=== Source information ===
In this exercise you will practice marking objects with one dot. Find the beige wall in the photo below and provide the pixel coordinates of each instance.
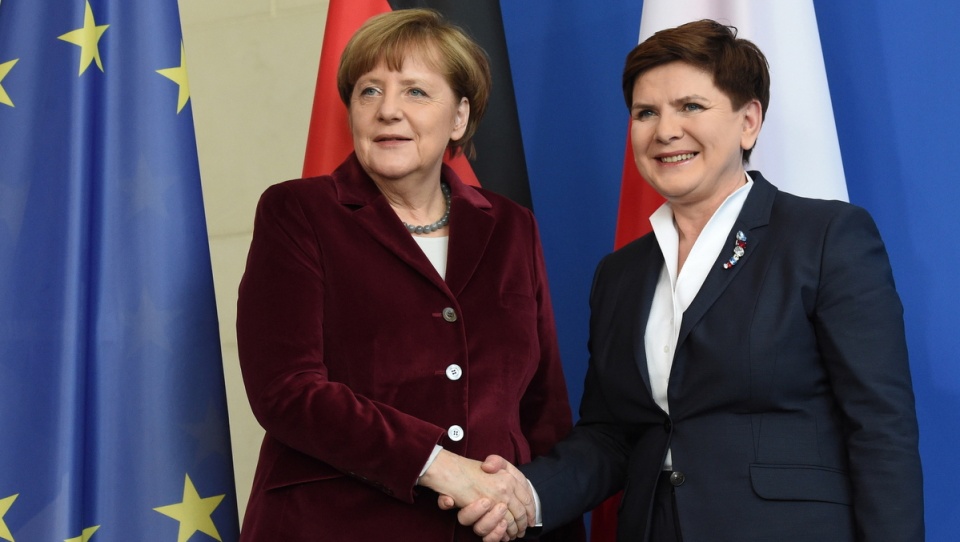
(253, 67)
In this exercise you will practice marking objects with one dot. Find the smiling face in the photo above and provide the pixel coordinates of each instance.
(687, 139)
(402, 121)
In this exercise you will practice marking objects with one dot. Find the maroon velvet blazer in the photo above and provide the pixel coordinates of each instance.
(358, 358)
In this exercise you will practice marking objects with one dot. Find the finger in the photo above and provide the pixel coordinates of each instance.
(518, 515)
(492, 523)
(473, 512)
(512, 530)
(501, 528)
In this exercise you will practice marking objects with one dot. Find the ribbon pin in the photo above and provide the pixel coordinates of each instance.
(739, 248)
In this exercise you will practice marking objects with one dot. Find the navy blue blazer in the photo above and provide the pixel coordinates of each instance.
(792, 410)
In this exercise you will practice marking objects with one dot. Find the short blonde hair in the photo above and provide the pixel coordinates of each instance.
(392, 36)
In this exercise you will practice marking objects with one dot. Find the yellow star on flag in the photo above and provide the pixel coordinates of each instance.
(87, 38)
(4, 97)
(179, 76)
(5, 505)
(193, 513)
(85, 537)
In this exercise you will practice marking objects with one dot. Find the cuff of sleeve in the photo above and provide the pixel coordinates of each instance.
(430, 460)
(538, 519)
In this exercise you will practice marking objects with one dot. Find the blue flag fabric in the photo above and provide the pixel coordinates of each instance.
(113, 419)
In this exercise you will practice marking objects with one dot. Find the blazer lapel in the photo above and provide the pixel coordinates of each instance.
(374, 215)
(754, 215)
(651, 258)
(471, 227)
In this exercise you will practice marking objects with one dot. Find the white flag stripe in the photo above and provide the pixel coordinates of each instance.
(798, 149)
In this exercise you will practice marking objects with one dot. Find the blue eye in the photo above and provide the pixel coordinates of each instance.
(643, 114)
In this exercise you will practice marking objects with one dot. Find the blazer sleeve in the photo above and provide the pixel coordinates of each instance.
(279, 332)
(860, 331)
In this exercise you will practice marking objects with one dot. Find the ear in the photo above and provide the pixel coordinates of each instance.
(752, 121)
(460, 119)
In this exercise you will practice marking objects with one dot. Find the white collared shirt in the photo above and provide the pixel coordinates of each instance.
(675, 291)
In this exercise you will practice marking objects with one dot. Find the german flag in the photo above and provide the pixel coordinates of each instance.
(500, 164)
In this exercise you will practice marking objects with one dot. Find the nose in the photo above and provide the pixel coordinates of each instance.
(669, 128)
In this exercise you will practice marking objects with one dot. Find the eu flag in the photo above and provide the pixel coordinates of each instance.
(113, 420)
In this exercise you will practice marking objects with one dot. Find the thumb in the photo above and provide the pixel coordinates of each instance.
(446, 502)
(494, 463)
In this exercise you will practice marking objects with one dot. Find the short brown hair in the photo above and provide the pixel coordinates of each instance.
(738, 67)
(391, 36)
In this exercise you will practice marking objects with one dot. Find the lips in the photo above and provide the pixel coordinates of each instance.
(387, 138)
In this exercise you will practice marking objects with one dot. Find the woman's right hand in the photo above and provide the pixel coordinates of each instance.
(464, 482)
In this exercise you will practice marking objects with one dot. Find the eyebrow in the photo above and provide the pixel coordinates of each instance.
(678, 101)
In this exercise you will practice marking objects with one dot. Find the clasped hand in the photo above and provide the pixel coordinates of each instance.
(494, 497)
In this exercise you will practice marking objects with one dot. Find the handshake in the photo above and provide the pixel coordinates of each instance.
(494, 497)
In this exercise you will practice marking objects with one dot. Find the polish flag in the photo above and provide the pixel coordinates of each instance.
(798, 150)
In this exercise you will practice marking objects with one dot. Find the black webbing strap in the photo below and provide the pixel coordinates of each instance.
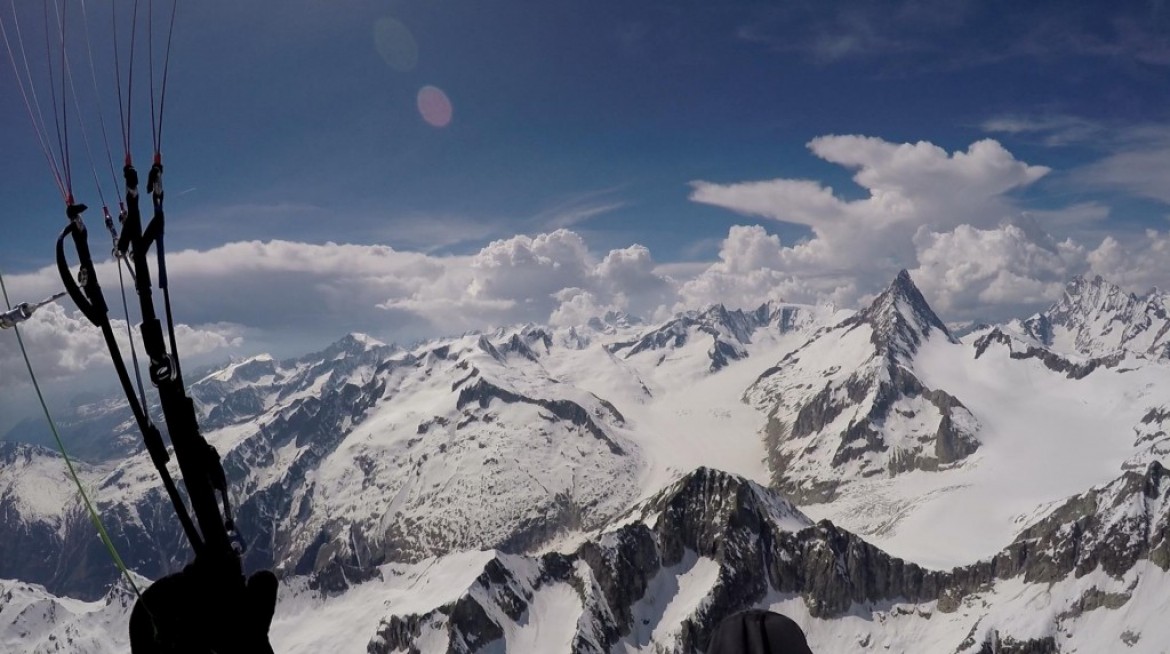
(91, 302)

=== Task prompt ===
Only the pictures should be left out; the rest of the material above must be repeated exactly.

=== Solution to this task ===
In this exercise you will practice marking objects with one dot. Find the beige wall in the photo below and provide the pixel coordinates of each instance.
(253, 67)
In this exercise you will practice marking objects with one dot. Find the smiling face in the photo above and provide the pixel coordinates of each instance.
(687, 139)
(402, 121)
In this exercise you will practice marking objects with one dot. Find the maroon velvet blazer in the photo above and provide the pixel coordinates of each instance.
(358, 358)
In this exercise you will practice marking objects with one dot. Find the finger in the photo above and provide the pixel coordinates of each instance.
(518, 515)
(492, 523)
(473, 512)
(512, 530)
(501, 528)
In this exercise you will practice marking objects with one dot. Find the ribbon pin in the photo above and provide the pixel coordinates of each instance.
(739, 248)
In this exercise you will practice marking objects with one dot. Find the navy blue blazer in the photo above and provide the pixel coordinates of each instance.
(792, 410)
In this exercise you will practice marking objects with one dot. Find the short blonde hair in the photo above and provide the pixel coordinates of each instance.
(392, 36)
In this exercise you will practice marking objects with one dot. Find the yellow star on flag in the photo above and provide the pixel coordinates of each instance.
(87, 38)
(4, 97)
(179, 76)
(5, 505)
(193, 513)
(85, 537)
In this exercise you will practice marking objects with one dot. Find the cuff of sleeve in the photo above and provide the pixel coordinates of each instance.
(430, 460)
(538, 519)
In this exercise you will practice marking objects with one dot. Find the blue flag fabric in the photo above and provide the pixel coordinates of each instance.
(113, 419)
In this exercise you will practice marking objects with one dot. Find the blazer lapel in the photo above and provide the pixel coordinates of each instance.
(374, 215)
(754, 215)
(651, 258)
(471, 227)
In this exercise you will practice marking objects with one dot. Find the white flag stripe in the photo above and provide the pixel coordinates of each instance.
(798, 149)
In this exercise you will practice marking objects with one dot. Find the blue eye in the photo above and provide the pixel coordinates of each instance.
(643, 114)
In this exercise you will practice marking objects with one dot. Find the blazer sleeve in the photo above and provide the pixel coordinates of each instance.
(279, 332)
(860, 331)
In this exercise you will practice marking objects with one dot. Find the ear in the photo above and provide the pixel coordinates of each instance.
(752, 121)
(460, 119)
In this exercise you will practice marking objects with one dot. Find the white collared shirt in the photo above and provide the pixel coordinates of each instance.
(675, 291)
In this exercise you will practice marking objects with one dot. Find the german flag in the photo above and provide the pixel coordinates of each instance.
(500, 164)
In this exercise you will practice marking objects with one dot. Find the nose in the photo above and provide the pixel coordinates of each instance.
(669, 128)
In this exercise you will practice marking objects with one dot. Find the eu flag in the photo above and provide the pixel coordinates of each instance.
(113, 420)
In this exercise you will practice marking objects with one dot. Find the thumb in the photo above and provide the pixel coordinates of each instance.
(446, 502)
(494, 463)
In this exercise you will practice marking objects with one dot. Find the short brown hair in the photo above and provide the pixel coordinates of each instance.
(738, 67)
(391, 36)
In this exercise you will practice marking objects with one dot. Find the lips in the photo above and provide the pixel coordinates of each instance.
(387, 138)
In this exercise you will practice marking objects with one dot. Find the woman's right hand in the photo above and provide the pixel coordinates of each instance.
(464, 482)
In this exercise you will practice marking objects with one dot. Find the eyebrow in the photo above and provide the pixel coordinates of each instance.
(678, 101)
In this exercise you will practice marking objects with one dot. Find the clasped hand in the photo above and provide the pixel coordinates of each instance.
(494, 497)
In this exercise you will practice marking objects with one dot. Find the handshake in the photo above and provide the pixel coordinates of each instance.
(494, 497)
In this exercise you will practice marking objects with one dot. Find the polish flag in the photo above and provide the pixel coordinates of each instance.
(798, 150)
In this exercise you will practice marking objects with one dot. Find the black webbing strap in the photo below and provide the pixel coordinates of each instance.
(91, 302)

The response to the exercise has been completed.